- [Information supplied]:
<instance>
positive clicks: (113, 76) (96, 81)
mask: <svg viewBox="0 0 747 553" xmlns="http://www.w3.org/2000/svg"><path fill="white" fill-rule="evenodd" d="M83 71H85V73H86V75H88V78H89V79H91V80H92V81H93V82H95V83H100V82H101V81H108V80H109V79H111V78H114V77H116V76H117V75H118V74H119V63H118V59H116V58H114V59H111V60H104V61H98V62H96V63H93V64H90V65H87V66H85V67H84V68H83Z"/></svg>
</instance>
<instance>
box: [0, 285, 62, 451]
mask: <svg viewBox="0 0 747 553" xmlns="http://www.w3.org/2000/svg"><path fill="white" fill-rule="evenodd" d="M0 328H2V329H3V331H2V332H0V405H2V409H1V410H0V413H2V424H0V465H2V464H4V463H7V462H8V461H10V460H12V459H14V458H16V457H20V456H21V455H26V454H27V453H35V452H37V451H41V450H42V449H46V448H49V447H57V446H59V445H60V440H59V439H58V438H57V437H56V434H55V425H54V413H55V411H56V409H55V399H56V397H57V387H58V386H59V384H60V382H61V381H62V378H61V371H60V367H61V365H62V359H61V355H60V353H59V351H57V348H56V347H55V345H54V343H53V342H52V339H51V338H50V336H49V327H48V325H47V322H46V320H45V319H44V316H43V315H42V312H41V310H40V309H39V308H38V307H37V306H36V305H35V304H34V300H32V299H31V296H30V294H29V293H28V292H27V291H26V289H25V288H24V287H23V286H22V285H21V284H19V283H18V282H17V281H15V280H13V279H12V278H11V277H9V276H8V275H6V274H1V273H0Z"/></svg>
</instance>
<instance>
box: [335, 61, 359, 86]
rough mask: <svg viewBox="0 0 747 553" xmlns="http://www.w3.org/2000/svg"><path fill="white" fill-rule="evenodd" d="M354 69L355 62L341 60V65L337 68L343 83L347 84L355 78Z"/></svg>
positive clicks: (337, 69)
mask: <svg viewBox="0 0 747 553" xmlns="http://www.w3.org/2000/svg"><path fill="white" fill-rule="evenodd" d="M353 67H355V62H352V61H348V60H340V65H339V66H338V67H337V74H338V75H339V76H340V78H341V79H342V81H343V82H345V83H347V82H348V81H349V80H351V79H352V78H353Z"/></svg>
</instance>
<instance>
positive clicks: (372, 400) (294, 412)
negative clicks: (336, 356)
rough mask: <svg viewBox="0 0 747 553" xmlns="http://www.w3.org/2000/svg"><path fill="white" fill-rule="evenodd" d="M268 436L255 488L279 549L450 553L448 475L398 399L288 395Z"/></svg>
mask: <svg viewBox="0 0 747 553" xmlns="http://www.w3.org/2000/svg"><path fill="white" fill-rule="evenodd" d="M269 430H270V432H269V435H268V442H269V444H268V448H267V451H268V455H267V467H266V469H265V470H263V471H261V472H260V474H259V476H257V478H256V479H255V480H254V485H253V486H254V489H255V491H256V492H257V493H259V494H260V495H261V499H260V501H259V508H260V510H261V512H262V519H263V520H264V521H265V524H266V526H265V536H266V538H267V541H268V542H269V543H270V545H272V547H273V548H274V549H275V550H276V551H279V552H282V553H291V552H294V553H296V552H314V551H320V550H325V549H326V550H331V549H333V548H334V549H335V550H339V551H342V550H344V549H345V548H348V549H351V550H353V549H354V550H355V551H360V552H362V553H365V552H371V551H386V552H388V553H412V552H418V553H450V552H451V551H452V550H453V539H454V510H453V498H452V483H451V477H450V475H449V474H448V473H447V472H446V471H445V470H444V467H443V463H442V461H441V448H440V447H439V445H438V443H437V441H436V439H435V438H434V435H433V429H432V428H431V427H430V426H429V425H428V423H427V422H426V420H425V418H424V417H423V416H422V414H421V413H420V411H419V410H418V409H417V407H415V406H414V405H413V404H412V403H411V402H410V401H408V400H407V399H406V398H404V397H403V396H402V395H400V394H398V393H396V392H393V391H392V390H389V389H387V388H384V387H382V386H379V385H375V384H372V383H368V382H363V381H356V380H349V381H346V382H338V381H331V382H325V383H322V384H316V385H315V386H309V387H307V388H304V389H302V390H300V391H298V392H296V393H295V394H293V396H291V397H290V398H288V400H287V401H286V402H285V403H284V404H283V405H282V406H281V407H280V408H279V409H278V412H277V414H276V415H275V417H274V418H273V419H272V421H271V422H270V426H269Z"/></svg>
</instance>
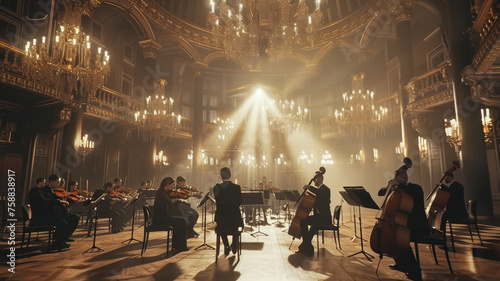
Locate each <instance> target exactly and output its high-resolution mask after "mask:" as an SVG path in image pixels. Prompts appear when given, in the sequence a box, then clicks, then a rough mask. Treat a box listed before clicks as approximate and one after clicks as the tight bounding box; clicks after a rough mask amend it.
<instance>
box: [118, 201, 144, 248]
mask: <svg viewBox="0 0 500 281" xmlns="http://www.w3.org/2000/svg"><path fill="white" fill-rule="evenodd" d="M137 199H139V193H136V194H135V195H134V197H132V199H130V200H129V201H128V202H127V204H125V206H124V207H123V208H124V209H127V208H129V207H130V206H132V208H133V209H132V233H131V234H130V239H127V240H125V241H123V242H122V244H123V243H125V242H128V243H127V244H126V245H129V244H130V243H132V241H137V242H139V243H141V242H142V241H139V240H137V239H135V238H134V222H135V202H137Z"/></svg>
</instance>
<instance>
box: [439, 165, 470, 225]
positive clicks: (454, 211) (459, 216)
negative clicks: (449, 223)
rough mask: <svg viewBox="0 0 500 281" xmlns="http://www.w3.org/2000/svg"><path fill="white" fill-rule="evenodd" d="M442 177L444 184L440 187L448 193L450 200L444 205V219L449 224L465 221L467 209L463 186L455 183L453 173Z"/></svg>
mask: <svg viewBox="0 0 500 281" xmlns="http://www.w3.org/2000/svg"><path fill="white" fill-rule="evenodd" d="M444 176H445V177H444V183H443V184H441V187H442V188H443V190H447V191H449V192H450V199H448V203H447V204H446V217H447V218H448V220H450V221H451V222H454V221H455V222H460V221H465V220H466V219H467V208H466V207H465V196H464V186H463V185H462V184H461V183H459V182H457V181H455V177H454V175H453V173H451V172H446V173H445V175H444Z"/></svg>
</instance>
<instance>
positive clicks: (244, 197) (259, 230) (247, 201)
mask: <svg viewBox="0 0 500 281" xmlns="http://www.w3.org/2000/svg"><path fill="white" fill-rule="evenodd" d="M241 205H242V206H243V205H250V206H251V207H254V208H255V207H256V206H255V205H261V206H262V205H264V197H263V195H262V193H261V192H242V193H241ZM250 230H253V228H252V226H250ZM257 234H261V235H264V236H268V235H267V234H266V233H264V232H262V231H260V223H257V231H256V232H253V233H250V235H252V236H253V237H254V238H255V236H256V235H257Z"/></svg>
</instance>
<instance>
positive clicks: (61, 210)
mask: <svg viewBox="0 0 500 281" xmlns="http://www.w3.org/2000/svg"><path fill="white" fill-rule="evenodd" d="M28 199H29V202H30V205H31V212H32V217H31V221H30V226H42V225H54V226H56V231H55V233H54V239H55V240H56V244H58V245H61V244H63V243H64V242H65V240H66V238H67V237H68V232H69V231H68V229H69V228H68V223H67V222H66V220H64V219H63V213H62V212H63V211H62V208H64V205H63V203H61V201H59V200H55V199H53V198H52V197H51V196H49V195H48V194H47V193H45V192H44V191H43V190H42V188H39V187H36V186H35V187H33V188H31V190H30V191H29V193H28Z"/></svg>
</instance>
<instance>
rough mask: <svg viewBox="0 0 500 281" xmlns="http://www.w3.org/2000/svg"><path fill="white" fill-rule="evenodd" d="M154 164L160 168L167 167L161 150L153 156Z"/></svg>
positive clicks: (162, 151) (167, 165)
mask: <svg viewBox="0 0 500 281" xmlns="http://www.w3.org/2000/svg"><path fill="white" fill-rule="evenodd" d="M155 163H157V164H159V165H162V166H168V165H170V164H168V162H167V155H165V154H163V150H161V151H160V152H158V154H156V155H155Z"/></svg>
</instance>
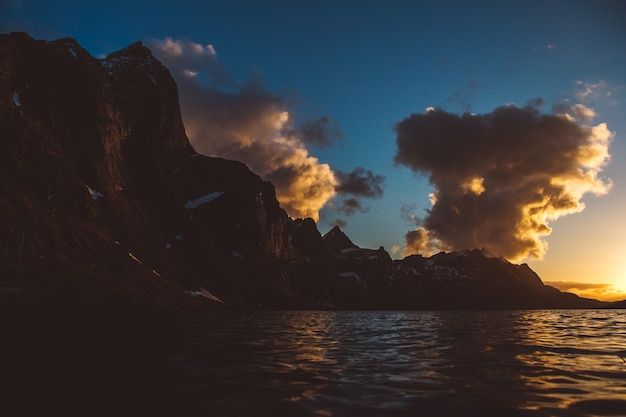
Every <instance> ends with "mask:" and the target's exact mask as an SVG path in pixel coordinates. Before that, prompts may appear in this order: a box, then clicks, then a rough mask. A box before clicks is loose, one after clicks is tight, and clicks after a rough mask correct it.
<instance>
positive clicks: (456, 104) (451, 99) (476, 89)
mask: <svg viewBox="0 0 626 417" xmlns="http://www.w3.org/2000/svg"><path fill="white" fill-rule="evenodd" d="M483 89H484V87H483V85H482V84H481V83H479V82H478V81H476V80H472V81H470V82H468V83H467V85H466V86H464V87H460V88H457V89H456V90H455V91H454V93H452V94H451V95H450V97H448V98H447V99H446V103H449V104H453V105H456V106H458V108H459V110H460V111H462V112H469V111H471V110H472V106H471V105H470V101H471V100H472V99H473V98H474V97H476V96H477V95H478V93H479V92H480V91H481V90H483ZM428 109H433V108H432V107H429V108H428Z"/></svg>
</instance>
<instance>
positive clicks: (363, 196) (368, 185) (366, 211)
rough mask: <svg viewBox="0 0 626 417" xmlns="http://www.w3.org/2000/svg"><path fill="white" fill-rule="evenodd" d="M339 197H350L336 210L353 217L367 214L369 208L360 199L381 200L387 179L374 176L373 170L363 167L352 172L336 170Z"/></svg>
mask: <svg viewBox="0 0 626 417" xmlns="http://www.w3.org/2000/svg"><path fill="white" fill-rule="evenodd" d="M335 178H336V179H337V186H336V188H335V190H336V192H337V195H341V196H350V197H348V198H344V199H343V201H342V202H341V205H339V206H337V205H335V207H336V210H337V211H339V212H341V213H343V214H345V215H346V216H351V215H353V214H355V213H357V212H360V213H367V212H369V208H368V207H364V206H363V205H362V204H361V201H360V198H381V197H382V196H383V187H384V182H385V177H384V176H382V175H377V174H374V173H373V172H372V171H371V170H369V169H365V168H363V167H356V168H354V169H353V170H352V171H350V172H344V171H341V170H335Z"/></svg>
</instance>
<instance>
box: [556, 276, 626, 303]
mask: <svg viewBox="0 0 626 417" xmlns="http://www.w3.org/2000/svg"><path fill="white" fill-rule="evenodd" d="M545 284H546V285H550V286H551V287H554V288H558V289H559V290H561V291H566V292H572V293H574V294H577V295H579V296H581V297H586V298H595V299H598V300H603V301H621V300H626V292H624V291H622V290H620V289H619V288H617V287H616V286H615V285H614V284H604V283H587V282H575V281H546V282H545Z"/></svg>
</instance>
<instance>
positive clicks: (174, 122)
mask: <svg viewBox="0 0 626 417" xmlns="http://www.w3.org/2000/svg"><path fill="white" fill-rule="evenodd" d="M0 56H1V57H2V60H1V62H2V63H1V64H0V65H1V69H2V71H1V74H0V77H1V78H0V94H1V96H0V132H1V133H0V135H1V136H0V137H1V139H0V141H1V143H0V146H1V147H2V151H1V152H0V159H1V161H0V163H1V167H0V175H1V176H2V178H1V184H0V187H2V188H1V189H0V192H1V198H0V208H1V210H2V213H3V216H2V218H1V219H0V243H2V244H3V245H4V246H6V247H10V248H11V250H13V248H15V247H17V246H18V245H20V244H19V242H20V239H21V237H22V236H24V245H23V248H24V254H23V259H22V260H21V264H22V265H23V269H24V276H25V277H24V278H25V279H24V282H25V289H26V290H27V291H32V292H35V293H37V294H39V295H40V296H43V297H47V296H49V297H56V298H59V297H61V298H63V297H67V298H69V299H74V300H75V299H80V298H85V299H89V300H93V299H94V298H95V299H116V300H117V299H121V300H125V301H128V302H136V301H138V300H141V301H146V300H149V301H151V302H156V303H159V304H167V305H179V304H188V303H189V300H190V299H191V297H190V296H189V294H187V293H185V291H200V288H202V289H204V290H206V291H205V292H203V293H202V292H198V293H193V295H198V294H201V293H202V294H205V295H206V294H207V292H208V293H211V294H213V295H215V297H216V298H219V299H220V300H221V301H223V302H224V303H228V304H230V305H233V306H258V305H260V306H265V307H278V306H289V303H290V301H289V300H290V298H291V295H290V291H291V287H290V282H289V274H288V268H287V266H288V265H287V262H286V261H287V260H288V259H296V260H297V259H298V258H302V257H301V256H300V255H299V254H298V253H297V252H296V251H294V250H293V248H291V247H290V245H289V244H288V239H287V238H288V236H287V234H288V231H289V230H288V229H289V227H288V226H290V225H291V220H290V219H289V218H288V217H287V216H286V214H285V213H284V211H283V210H282V209H281V208H280V206H279V204H278V202H277V201H276V197H275V194H274V188H273V186H272V185H271V184H269V183H267V182H264V181H262V180H261V179H260V178H259V177H258V176H257V175H255V174H253V173H252V172H251V171H250V170H249V169H248V168H247V167H246V166H245V165H243V164H241V163H238V162H234V161H226V160H222V159H215V158H208V157H205V156H201V155H198V154H197V153H195V151H194V150H193V149H192V147H191V146H190V144H189V142H188V140H187V137H186V136H185V132H184V127H183V125H182V122H181V118H180V109H179V105H178V93H177V89H176V85H175V83H174V81H173V79H172V77H171V76H170V74H169V72H168V71H167V69H165V68H164V67H163V66H162V65H161V64H160V63H159V62H158V61H157V60H156V59H155V58H154V57H153V56H152V54H151V53H150V51H149V50H148V49H147V48H145V47H144V46H142V45H141V44H140V43H136V44H133V45H131V46H129V47H128V48H126V49H124V50H121V51H119V52H116V53H113V54H111V55H109V56H108V57H107V58H105V59H103V60H99V59H95V58H93V57H91V56H90V55H89V54H88V53H87V52H86V51H85V50H84V49H83V48H81V47H80V46H79V45H78V44H77V43H76V42H75V41H74V40H72V39H61V40H58V41H55V42H44V41H37V40H34V39H32V38H30V37H29V36H28V35H26V34H20V33H14V34H10V35H1V37H0ZM307 302H308V300H307Z"/></svg>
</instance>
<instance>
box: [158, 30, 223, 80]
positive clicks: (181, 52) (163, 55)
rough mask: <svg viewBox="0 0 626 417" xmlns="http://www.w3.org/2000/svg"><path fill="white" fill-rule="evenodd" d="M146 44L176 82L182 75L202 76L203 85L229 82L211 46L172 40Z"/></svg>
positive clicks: (179, 40)
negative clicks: (167, 68) (168, 71)
mask: <svg viewBox="0 0 626 417" xmlns="http://www.w3.org/2000/svg"><path fill="white" fill-rule="evenodd" d="M146 43H147V45H148V46H149V47H150V49H151V50H152V52H153V53H154V54H155V56H157V58H159V59H160V60H161V61H162V62H163V63H164V64H165V66H166V67H167V68H168V69H170V71H172V75H173V76H174V78H175V79H176V81H179V80H178V78H179V77H180V76H181V75H182V74H185V75H187V77H189V76H190V75H193V76H197V75H198V74H202V75H203V81H204V82H205V83H214V84H222V85H223V84H226V83H229V82H231V80H230V79H229V77H228V75H227V74H226V71H225V70H224V68H223V66H222V64H221V63H220V62H219V60H218V59H217V54H216V52H215V48H214V47H213V45H202V44H200V43H197V42H193V41H190V40H180V39H176V40H175V39H172V38H165V39H163V40H157V39H150V40H148V41H147V42H146Z"/></svg>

- [Your assignment]: Gather every line from the entries above that contains the word "after", and copy each of those lines in full.

- [Output for this exercise]:
Locate each <instance> target exactly and output its high-resolution mask after "mask:" as an SVG path in image pixels. Prompts appear when given, in the sequence a box, then clicks, then a rough mask. Treat a box listed before clicks as approximate and one after clicks as the tight bounding box; clicks after a rough mask amend it.
Every <instance> ends with "mask:" and the target's exact mask as an SVG path in pixel coordinates. Before that, prompts may appear in this order: a box, then clicks, then a rough mask. A box before clicks is loose, one after clicks is tight, and clicks after a rough mask correct it.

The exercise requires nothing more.